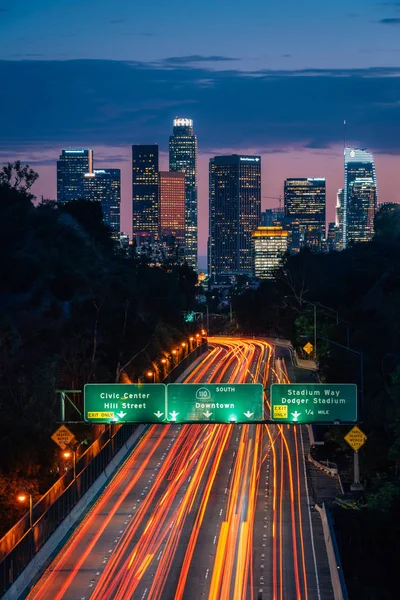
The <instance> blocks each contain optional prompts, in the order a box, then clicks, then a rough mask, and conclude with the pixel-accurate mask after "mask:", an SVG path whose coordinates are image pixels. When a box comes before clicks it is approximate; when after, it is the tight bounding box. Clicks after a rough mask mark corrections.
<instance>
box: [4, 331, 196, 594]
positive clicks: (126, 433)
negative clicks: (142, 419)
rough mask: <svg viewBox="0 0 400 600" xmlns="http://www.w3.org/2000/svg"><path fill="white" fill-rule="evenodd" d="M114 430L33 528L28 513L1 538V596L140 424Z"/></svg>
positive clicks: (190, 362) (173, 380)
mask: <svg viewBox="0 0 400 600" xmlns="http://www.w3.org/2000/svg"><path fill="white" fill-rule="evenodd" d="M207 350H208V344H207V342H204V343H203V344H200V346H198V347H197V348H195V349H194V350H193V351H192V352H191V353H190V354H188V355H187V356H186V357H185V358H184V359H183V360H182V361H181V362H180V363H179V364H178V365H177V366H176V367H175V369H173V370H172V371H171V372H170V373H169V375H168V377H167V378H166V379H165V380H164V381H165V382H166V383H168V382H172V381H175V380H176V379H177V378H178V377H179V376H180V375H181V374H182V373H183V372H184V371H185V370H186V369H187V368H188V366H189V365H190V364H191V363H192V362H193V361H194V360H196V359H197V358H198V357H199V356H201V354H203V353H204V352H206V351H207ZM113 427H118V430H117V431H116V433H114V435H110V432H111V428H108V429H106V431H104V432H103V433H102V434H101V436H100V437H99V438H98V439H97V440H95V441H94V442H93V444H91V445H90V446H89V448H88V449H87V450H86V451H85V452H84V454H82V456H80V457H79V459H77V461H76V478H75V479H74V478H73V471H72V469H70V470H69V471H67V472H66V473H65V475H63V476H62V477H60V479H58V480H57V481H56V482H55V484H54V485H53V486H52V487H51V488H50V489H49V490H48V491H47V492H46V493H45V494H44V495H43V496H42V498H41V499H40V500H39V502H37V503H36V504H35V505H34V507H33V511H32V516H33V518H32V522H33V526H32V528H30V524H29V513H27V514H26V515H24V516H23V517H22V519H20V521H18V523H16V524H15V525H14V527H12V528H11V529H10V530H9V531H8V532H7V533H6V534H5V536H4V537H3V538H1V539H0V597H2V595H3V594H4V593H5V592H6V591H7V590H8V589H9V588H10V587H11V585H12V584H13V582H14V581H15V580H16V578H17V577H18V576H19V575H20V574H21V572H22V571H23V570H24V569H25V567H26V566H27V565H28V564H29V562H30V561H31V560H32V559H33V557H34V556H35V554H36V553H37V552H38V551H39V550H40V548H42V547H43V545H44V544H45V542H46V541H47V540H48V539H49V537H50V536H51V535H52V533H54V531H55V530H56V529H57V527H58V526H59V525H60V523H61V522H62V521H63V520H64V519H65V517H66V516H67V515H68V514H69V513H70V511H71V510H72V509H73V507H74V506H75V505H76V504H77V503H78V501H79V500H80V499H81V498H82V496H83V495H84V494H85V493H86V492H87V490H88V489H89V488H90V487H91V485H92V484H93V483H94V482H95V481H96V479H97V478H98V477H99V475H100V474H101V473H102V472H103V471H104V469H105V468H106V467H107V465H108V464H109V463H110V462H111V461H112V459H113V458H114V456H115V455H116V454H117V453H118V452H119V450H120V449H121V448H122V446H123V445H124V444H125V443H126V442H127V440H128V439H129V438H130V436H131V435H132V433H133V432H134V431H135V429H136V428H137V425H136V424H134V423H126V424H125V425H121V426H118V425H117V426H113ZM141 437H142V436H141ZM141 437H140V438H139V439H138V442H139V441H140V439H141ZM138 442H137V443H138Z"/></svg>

·····

Nothing but the pictures should be left out when the material above is copied.

Task answer:
The <instance> blocks each contain optional prompts, in the order a box, then clicks, then a rough mask, and conclude with the pixel-accurate mask after "mask:", an SVG path whose coordinates are image pixels. When a box comes before clicks it is approximate; when after, it is the tight bounding box. Clicks after a rough mask mark corrections.
<instance>
box: [4, 331, 196, 594]
positive clicks: (126, 433)
negative clicks: (142, 419)
rough mask: <svg viewBox="0 0 400 600" xmlns="http://www.w3.org/2000/svg"><path fill="white" fill-rule="evenodd" d="M114 430L33 528L28 513L1 538V596L140 424Z"/></svg>
positive clicks: (190, 362) (173, 380)
mask: <svg viewBox="0 0 400 600" xmlns="http://www.w3.org/2000/svg"><path fill="white" fill-rule="evenodd" d="M207 350H208V344H207V342H204V343H203V344H200V346H198V347H197V348H195V349H194V350H193V351H192V352H191V353H190V354H188V355H187V356H186V357H185V358H184V359H183V360H182V361H181V362H180V363H179V364H178V365H177V366H176V367H175V369H173V370H172V371H171V372H170V373H169V375H168V377H167V378H166V379H165V380H164V381H165V382H166V383H168V382H172V381H175V380H176V379H177V378H178V377H179V376H180V375H181V374H182V373H183V372H184V371H185V370H186V369H187V368H188V366H189V365H190V364H191V363H192V362H193V361H194V360H196V359H197V358H198V357H199V356H201V354H203V353H204V352H206V351H207ZM113 427H118V430H117V431H116V433H114V435H110V432H111V428H108V429H106V431H104V432H103V433H102V434H101V436H100V437H99V438H98V439H97V440H95V441H94V442H93V444H91V445H90V446H89V448H88V449H87V450H86V451H85V452H84V454H82V456H80V457H79V459H77V461H76V478H75V479H74V478H73V471H72V469H70V470H69V471H67V472H66V473H65V475H63V476H62V477H60V479H58V480H57V481H56V482H55V484H54V485H53V486H52V487H51V488H50V489H49V490H48V491H47V492H46V493H45V494H44V495H43V496H42V498H41V499H40V500H39V502H37V503H36V504H35V505H34V507H33V511H32V516H33V518H32V522H33V526H32V528H30V524H29V513H27V514H26V515H24V516H23V517H22V519H20V521H18V523H16V524H15V525H14V527H12V528H11V529H10V530H9V531H8V532H7V533H6V534H5V536H4V537H3V538H1V539H0V597H2V595H3V594H4V593H5V592H6V591H7V590H8V589H9V588H10V587H11V585H12V584H13V582H14V581H15V580H16V578H17V577H18V576H19V575H20V574H21V572H22V571H23V570H24V569H25V567H26V566H27V565H28V564H29V562H30V561H31V560H32V559H33V557H34V556H35V554H36V553H37V552H38V551H39V550H40V548H42V547H43V545H44V544H45V542H46V541H47V540H48V539H49V537H50V536H51V535H52V533H54V531H55V530H56V529H57V527H58V526H59V525H60V523H61V522H62V521H63V520H64V519H65V517H66V516H67V515H68V514H69V513H70V511H71V510H72V509H73V507H74V506H75V505H76V504H77V503H78V501H79V500H80V499H81V498H82V496H83V495H84V494H85V493H86V492H87V490H88V489H89V488H90V487H91V485H92V484H93V483H94V482H95V481H96V479H97V478H98V477H99V475H100V474H101V473H102V472H103V471H104V469H105V468H106V467H107V465H108V464H109V463H110V462H111V461H112V459H113V458H114V456H115V455H116V454H117V453H118V452H119V450H120V449H121V448H122V446H123V445H124V444H125V443H126V442H127V440H128V439H129V438H130V436H131V435H132V433H133V432H134V431H135V429H136V428H137V425H136V424H134V423H126V424H125V425H121V426H118V425H117V426H113ZM141 437H142V436H141ZM141 437H140V438H139V439H138V442H139V441H140V439H141ZM138 442H137V443H138Z"/></svg>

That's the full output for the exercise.